■ AIM:
Starting at the line containing "Identify where the crowd" and stopping after the line containing "198,220 -> 750,464", render these items as a Markdown table with columns Number and Text, one line per row, leaving out blank lines.

■ DATA SUPPLIED:
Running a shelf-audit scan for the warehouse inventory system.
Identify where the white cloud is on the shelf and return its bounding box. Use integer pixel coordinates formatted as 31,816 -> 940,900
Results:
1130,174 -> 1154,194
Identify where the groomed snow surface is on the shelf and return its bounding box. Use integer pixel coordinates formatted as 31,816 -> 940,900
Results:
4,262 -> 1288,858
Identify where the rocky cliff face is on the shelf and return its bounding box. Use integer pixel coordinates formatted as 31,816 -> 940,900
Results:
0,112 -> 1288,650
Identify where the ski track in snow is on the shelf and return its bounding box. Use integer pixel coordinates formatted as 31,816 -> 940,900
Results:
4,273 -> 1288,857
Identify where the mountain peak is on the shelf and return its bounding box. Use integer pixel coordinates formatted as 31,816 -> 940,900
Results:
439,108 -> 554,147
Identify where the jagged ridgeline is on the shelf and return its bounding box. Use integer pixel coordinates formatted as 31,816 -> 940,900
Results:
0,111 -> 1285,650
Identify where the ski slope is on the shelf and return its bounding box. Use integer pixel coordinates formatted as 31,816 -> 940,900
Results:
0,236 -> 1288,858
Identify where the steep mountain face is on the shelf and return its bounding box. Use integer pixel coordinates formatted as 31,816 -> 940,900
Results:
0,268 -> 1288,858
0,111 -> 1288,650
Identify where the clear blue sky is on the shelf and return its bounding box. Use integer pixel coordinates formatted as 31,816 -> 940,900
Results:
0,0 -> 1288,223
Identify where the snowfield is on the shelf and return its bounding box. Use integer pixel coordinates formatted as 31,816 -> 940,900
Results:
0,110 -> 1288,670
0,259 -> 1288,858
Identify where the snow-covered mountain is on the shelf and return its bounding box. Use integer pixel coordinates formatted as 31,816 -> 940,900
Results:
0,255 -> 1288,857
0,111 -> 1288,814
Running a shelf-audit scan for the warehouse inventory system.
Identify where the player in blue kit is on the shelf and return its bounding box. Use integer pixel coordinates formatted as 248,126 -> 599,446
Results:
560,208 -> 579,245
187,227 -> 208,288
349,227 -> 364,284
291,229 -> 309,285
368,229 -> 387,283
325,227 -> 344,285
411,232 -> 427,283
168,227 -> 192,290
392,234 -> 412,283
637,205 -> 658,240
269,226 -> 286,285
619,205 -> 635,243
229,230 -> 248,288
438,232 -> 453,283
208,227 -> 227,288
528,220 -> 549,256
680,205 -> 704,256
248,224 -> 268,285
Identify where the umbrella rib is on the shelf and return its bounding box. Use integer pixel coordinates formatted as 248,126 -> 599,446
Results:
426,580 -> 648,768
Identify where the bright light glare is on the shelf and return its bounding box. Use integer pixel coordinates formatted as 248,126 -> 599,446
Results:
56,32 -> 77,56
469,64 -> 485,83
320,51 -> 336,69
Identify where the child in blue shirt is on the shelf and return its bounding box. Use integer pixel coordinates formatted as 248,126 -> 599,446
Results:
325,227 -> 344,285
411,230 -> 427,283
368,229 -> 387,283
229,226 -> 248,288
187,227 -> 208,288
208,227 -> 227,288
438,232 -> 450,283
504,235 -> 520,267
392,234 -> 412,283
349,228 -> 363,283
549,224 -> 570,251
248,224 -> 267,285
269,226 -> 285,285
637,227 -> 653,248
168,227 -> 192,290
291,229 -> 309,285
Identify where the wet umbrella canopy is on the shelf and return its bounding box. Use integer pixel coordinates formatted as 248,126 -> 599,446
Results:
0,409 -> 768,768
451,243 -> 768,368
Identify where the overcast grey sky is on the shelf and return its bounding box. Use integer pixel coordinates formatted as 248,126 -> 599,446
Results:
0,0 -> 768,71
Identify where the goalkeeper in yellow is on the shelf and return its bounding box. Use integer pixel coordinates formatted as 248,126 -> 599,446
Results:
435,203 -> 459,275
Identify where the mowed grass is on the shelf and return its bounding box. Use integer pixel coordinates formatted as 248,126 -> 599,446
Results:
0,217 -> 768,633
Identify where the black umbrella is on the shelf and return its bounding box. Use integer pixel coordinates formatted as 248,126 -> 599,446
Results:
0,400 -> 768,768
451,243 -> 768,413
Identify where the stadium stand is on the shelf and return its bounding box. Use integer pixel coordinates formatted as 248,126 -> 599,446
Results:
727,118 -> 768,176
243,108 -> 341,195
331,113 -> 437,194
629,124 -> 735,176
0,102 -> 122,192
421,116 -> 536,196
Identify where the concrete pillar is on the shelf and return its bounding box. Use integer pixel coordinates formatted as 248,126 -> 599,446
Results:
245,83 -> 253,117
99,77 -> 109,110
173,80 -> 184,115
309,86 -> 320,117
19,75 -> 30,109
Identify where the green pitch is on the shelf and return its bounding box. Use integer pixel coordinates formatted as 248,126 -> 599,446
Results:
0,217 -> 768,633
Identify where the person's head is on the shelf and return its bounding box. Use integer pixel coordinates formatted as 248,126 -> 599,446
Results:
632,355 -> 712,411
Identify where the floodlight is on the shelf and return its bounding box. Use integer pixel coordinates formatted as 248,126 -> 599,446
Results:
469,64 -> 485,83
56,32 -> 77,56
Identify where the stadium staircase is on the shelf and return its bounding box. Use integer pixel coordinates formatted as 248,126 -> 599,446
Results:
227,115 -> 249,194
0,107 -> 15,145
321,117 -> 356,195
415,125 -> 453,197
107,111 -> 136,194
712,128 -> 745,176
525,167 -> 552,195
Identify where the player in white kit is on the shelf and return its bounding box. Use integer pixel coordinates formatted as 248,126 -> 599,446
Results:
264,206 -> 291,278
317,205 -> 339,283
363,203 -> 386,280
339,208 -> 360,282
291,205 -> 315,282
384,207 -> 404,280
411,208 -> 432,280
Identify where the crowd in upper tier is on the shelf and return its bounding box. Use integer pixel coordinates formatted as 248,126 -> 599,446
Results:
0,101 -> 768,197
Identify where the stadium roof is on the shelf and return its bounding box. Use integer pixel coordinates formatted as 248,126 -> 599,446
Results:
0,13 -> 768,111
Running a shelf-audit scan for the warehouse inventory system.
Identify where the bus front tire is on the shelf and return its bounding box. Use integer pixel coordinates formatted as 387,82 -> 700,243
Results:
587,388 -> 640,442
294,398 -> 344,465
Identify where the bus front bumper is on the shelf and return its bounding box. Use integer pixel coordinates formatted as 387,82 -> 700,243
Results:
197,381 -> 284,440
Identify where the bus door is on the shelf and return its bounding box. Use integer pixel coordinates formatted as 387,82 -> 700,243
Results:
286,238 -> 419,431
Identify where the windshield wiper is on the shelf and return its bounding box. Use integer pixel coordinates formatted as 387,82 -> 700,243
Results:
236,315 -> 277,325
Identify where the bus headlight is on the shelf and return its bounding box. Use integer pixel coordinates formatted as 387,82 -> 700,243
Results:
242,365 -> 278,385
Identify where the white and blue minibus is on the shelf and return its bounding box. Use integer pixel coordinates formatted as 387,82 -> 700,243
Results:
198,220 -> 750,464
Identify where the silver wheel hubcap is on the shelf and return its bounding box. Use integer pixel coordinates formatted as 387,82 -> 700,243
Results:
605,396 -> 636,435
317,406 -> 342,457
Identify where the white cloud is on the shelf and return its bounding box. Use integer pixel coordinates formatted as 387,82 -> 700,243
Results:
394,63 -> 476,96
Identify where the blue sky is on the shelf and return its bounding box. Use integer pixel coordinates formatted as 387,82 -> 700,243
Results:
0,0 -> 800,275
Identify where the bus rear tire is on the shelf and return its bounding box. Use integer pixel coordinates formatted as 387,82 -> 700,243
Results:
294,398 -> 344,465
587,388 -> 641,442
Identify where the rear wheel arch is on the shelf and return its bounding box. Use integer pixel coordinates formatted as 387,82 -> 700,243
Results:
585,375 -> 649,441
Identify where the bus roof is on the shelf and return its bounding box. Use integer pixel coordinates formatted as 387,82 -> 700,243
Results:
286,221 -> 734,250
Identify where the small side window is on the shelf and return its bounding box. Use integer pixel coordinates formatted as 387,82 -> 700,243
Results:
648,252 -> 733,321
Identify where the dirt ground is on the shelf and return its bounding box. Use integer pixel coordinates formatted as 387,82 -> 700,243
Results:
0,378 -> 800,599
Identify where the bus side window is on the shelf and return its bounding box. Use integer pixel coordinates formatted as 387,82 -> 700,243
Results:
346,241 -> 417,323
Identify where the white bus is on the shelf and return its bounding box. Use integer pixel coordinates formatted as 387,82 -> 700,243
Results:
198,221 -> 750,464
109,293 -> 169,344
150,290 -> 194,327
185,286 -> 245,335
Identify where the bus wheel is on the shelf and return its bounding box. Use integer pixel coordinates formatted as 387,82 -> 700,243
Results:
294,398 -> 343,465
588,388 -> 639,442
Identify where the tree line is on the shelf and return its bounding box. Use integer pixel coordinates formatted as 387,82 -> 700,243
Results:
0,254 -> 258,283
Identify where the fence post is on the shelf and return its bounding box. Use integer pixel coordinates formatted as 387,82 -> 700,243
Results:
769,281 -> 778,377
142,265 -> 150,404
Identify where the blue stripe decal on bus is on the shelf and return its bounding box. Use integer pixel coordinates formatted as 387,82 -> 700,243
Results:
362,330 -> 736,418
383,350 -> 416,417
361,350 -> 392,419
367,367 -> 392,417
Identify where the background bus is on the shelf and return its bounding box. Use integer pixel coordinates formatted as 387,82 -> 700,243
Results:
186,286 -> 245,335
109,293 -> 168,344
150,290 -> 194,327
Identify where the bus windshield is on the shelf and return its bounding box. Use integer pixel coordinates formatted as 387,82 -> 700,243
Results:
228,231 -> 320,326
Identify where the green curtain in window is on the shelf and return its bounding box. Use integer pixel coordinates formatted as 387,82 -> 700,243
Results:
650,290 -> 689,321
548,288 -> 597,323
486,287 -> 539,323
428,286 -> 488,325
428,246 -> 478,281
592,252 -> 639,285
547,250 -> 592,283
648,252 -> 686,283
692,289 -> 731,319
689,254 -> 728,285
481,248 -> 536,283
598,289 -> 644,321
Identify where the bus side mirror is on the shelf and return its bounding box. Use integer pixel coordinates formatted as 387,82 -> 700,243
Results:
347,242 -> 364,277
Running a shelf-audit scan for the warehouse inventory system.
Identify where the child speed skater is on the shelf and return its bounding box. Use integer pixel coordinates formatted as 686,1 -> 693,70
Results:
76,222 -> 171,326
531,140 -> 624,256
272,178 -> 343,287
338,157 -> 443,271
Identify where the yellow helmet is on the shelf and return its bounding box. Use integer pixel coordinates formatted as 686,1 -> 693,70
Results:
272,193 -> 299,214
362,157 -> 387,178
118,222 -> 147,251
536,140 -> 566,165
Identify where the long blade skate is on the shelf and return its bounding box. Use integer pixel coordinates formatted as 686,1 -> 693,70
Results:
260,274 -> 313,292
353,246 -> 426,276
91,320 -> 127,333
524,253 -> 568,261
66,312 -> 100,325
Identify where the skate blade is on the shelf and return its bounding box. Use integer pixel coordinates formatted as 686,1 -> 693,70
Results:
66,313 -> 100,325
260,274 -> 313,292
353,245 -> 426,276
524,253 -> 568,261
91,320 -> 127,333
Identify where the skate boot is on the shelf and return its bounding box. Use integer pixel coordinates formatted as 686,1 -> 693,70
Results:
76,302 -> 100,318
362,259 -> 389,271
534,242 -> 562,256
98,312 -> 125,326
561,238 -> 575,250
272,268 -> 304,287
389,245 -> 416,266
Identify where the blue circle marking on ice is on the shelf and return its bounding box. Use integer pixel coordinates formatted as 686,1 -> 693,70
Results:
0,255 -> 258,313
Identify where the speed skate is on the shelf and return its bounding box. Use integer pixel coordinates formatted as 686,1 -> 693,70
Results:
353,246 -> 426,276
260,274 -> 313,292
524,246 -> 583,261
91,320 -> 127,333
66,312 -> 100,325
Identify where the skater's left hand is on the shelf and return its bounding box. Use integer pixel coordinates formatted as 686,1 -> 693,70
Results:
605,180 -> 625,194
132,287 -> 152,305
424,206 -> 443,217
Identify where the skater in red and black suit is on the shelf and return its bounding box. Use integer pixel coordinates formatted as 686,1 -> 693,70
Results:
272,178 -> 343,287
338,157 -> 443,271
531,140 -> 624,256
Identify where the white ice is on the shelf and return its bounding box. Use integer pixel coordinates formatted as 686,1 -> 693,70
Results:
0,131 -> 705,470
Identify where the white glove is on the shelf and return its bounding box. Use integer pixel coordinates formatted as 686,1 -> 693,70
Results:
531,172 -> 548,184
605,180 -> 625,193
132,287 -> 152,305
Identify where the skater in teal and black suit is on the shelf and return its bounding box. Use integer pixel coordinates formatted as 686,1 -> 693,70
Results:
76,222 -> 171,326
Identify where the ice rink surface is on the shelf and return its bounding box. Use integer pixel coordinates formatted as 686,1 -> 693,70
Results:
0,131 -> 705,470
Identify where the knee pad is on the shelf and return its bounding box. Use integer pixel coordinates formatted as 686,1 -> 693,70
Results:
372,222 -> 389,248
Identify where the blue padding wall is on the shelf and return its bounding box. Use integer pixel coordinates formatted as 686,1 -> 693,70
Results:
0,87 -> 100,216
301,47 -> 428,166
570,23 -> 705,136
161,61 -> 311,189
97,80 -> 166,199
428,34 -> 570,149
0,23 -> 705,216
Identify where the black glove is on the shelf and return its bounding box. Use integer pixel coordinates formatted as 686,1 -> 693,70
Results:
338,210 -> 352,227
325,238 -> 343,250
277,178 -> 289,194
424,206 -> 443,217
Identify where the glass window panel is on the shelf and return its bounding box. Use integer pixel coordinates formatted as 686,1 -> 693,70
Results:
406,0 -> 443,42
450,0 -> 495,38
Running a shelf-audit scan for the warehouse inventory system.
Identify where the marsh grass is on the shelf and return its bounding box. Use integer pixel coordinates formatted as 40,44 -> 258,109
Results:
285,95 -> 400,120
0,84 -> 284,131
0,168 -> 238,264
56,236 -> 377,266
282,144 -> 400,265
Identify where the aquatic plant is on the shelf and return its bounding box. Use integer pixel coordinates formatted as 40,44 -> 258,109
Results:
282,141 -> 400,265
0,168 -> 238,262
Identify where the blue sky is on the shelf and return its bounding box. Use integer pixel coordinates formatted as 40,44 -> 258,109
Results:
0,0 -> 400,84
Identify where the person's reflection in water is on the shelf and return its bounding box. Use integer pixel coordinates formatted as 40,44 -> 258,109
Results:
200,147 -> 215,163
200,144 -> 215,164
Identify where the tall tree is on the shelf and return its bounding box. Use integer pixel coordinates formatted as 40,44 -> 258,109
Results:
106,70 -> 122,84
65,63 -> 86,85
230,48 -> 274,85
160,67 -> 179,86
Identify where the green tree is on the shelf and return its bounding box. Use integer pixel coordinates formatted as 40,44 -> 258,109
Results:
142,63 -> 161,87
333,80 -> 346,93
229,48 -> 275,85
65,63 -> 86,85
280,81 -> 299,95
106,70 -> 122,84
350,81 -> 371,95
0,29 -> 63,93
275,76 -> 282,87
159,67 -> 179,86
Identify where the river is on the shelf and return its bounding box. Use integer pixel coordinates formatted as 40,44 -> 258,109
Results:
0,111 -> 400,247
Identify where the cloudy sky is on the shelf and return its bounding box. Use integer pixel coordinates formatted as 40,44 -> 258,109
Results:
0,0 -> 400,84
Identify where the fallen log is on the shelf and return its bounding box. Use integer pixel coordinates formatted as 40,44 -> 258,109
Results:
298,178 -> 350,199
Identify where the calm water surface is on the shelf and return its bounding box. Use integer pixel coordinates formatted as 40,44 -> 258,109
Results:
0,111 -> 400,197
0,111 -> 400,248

■ OUTPUT FOR THIS TASK:
| Number | Text |
|---|---|
| 1 | Identify where the crowd in upper tier is on the shelf and return its bounding box. Use integer pixel coordinates formatted as 248,126 -> 599,446 |
| 2 | Results: |
| 3 | 0,101 -> 768,197 |
| 4 | Identify where the stadium roof is on the shelf and return its bounding box. Use integer pixel coordinates formatted as 248,126 -> 599,446 |
| 5 | Results: |
| 6 | 0,13 -> 768,111 |
| 7 | Running a shelf-audit scan for the warehouse inventory system. |
| 8 | Identify where the bus front tire is on the shelf and return its bounding box. Use integer pixel coordinates formatted as 387,82 -> 700,243 |
| 9 | Results: |
| 10 | 587,388 -> 640,442 |
| 11 | 294,398 -> 344,465 |
| 12 | Identify where the bus front bumper is on the shelf and return its bounding box. Use integer pixel coordinates formatted as 387,82 -> 700,243 |
| 13 | Results: |
| 14 | 197,381 -> 284,440 |
| 15 | Identify where the bus door is on the shelf and return its bounding box. Use integer pixel coordinates formatted as 387,82 -> 700,243 |
| 16 | Results: |
| 17 | 286,238 -> 419,431 |
| 18 | Identify where the windshield wiper is on the shelf and return its bounding box. Use integer pixel coordinates formatted as 387,82 -> 700,243 |
| 19 | Results: |
| 20 | 236,315 -> 277,325 |
| 21 | Identify where the bus headlight is on the shelf and return its bounding box. Use integer pixel coordinates formatted as 387,82 -> 700,243 |
| 22 | Results: |
| 23 | 242,365 -> 278,385 |
| 24 | Identify where the white and blue minibus is on the shelf and return its bounding box. Use integer pixel coordinates formatted as 387,82 -> 700,243 |
| 25 | Results: |
| 26 | 198,220 -> 750,464 |